### Texto de leitura
26.7.08

...

Escapaste ileso, meu amor.
Agora guarda a aragem do não dito pelo dito. Contradiz a minha vontade de marcar o teu número na minha pele.
Impede-me de alcançar o teu sorriso. Fecha a boca ao hálito do desejo e deixa que a voragem e o assombro, sejam desejos deslocados, como mãos sujeitas a esforços prolongados.

Cerra-me as pestanas minuciosamente, repetindo a cada segundo a fuga, até me veres morta de cansaços.
É um desassossego, viver com tanto amor nos olhos…
Vira as páginas do meu cabelo, acelera o compasso da melodia que celebra os teus regressos.
Essa melodia é um engano, meu amor.

Não dês importância ao tamanho absurdo das minhas palavras, para que eu esqueça a proporção dos afectos.

O amor lateja nas pálpebras.
O amor lateja nas pálpebras.
O amor lateja nas pálpebras.


…Deixa-me ir mesmo quando regresso.

23.7.08

COMO UM ROMÃ-CE ou Penélope, a história de um fenómeno meteorologico

Penélope, tinha um nome exótico e um corpo abandonado ao mar. Repetindo o caminho e revendo a paisagem, verificava pormenorizadamente o percurso e as suas falhas.
Nesse trajecto, esquecera muitos nomes, e contava as caras que perdera de vista, variando a ordem de afectos, como quem varia a polpa dos dias.
Penélope corria para longe de si, mas era inútil a fuga, porque vestia-se de melancolia. Penélope respirava mais fundo do que o fundo do mar onde se abandonara, procurando coragem, audácia, secretos alimentos de alma, que pareciam levá-la mais depressa para novos lugares.

### Exercício 1
Responde com base no texto de leitura:
(a) Que frase aparece três vezes seguidas antes de "…Deixa-me ir mesmo quando regresso."?
(b) A que estava abandonado o corpo de Penélope?
(c) Que data está escrita por cima do título "COMO UM ROMÃ-CE ou Penélope, a história de um fenómeno meteorologico"?
### Exercício 2
Copia o trecho do texto de leitura que começa nas palavras "COMO UM ROMÃ-CE" e termina depois de "as suas falhas.", mudando "mar" para "rio".

### Excerto de dados
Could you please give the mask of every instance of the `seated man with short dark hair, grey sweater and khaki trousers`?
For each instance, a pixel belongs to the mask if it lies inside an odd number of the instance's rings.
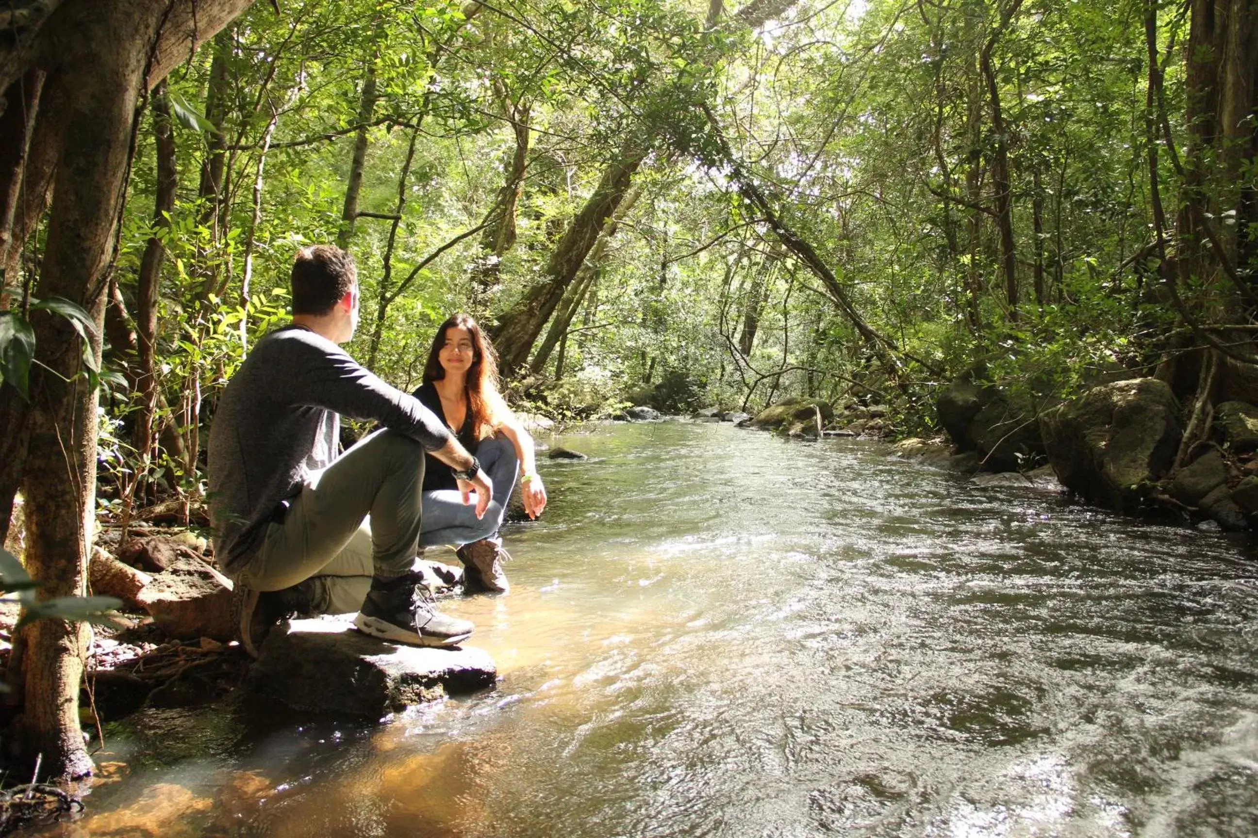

### Resposta 1
(a) "O amor lateja nas pálpebras."
(b) Ao mar.
(c) 23.7.08.

### Resposta 2
COMO UM ROMÃ-CE ou Penélope, a história de um fenómeno meteorologico

Penélope, tinha um nome exótico e um corpo abandonado ao rio. Repetindo o caminho e revendo a paisagem, verificava pormenorizadamente o percurso e as suas falhas.